- WORK TO BE COMPLETED: Report each line of the records that contains the string "wristband", treating uppercase and lowercase letters as distinct.

(Stored dataset items)
###

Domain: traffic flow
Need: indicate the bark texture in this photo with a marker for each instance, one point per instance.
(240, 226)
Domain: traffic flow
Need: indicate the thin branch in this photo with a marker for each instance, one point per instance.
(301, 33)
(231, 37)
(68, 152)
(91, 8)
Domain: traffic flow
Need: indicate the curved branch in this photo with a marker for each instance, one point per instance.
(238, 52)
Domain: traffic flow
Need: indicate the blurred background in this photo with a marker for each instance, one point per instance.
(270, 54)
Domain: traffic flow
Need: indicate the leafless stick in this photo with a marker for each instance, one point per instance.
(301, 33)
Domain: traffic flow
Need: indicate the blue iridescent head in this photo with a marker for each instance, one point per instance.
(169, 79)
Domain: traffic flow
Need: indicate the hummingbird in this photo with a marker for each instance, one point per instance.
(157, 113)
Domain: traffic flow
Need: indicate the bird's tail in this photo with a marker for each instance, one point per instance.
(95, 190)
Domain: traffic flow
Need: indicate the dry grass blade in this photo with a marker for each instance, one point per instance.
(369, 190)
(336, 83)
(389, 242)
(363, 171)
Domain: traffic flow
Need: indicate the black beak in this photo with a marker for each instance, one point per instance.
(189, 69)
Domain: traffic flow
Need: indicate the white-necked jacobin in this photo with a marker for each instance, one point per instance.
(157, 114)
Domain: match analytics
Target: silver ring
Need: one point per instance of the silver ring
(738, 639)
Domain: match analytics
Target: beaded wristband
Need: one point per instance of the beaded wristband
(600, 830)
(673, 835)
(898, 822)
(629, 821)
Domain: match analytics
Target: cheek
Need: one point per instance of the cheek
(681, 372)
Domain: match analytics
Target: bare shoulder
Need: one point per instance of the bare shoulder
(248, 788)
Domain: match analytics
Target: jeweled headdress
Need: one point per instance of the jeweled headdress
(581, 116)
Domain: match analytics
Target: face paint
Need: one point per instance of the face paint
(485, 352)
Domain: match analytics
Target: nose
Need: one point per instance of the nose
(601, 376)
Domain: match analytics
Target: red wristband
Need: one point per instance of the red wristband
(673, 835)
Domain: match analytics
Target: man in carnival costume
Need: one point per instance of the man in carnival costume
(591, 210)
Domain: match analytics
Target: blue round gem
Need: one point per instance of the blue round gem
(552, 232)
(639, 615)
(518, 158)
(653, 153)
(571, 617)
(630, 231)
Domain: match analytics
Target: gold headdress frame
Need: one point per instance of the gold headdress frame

###

- RESULT FOR THIS TASK:
Target: beaded wristband
Need: one point per instance of the beaded wristband
Target: red wristband
Need: one point per instance of the red wristband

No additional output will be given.